[Supplied material]
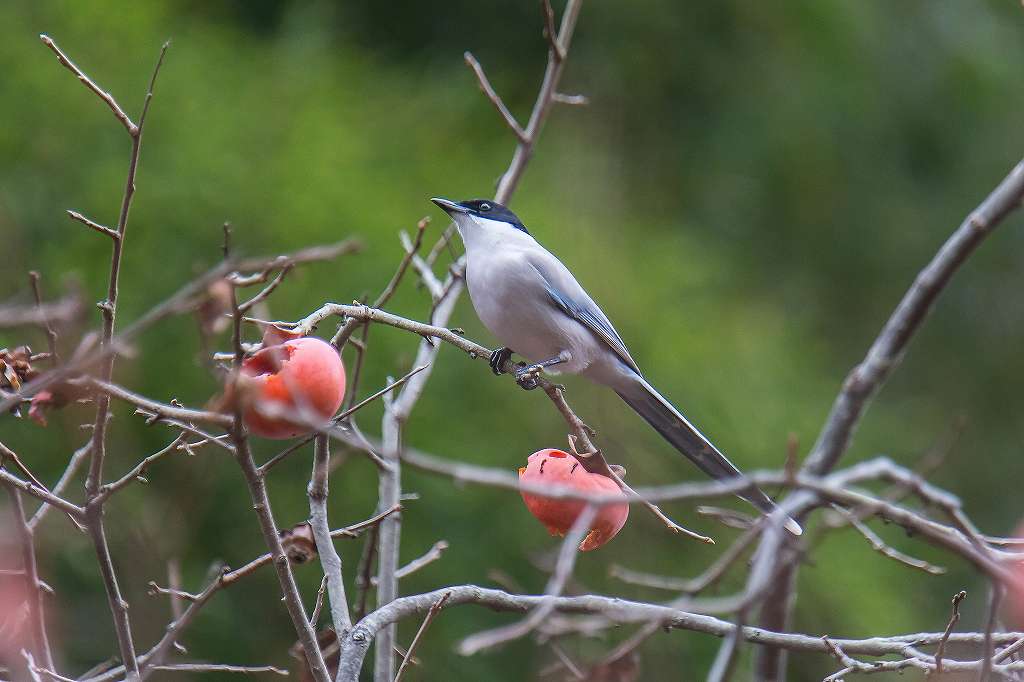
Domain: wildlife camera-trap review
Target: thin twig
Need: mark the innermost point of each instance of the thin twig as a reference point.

==

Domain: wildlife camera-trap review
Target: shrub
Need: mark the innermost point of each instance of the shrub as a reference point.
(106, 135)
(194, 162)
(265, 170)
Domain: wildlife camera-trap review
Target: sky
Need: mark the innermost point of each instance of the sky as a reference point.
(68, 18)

[Required task]
Which lines in the entries above contain the string "each", with case counting? Copy every such line.

[Written solution]
Need: mark the innermost point of each instance of the thin twig as a reference point.
Need: mark the innermost point of each instance of the shrub as a reference point.
Need: mark the innermost point of each instance of the sky as a reference point.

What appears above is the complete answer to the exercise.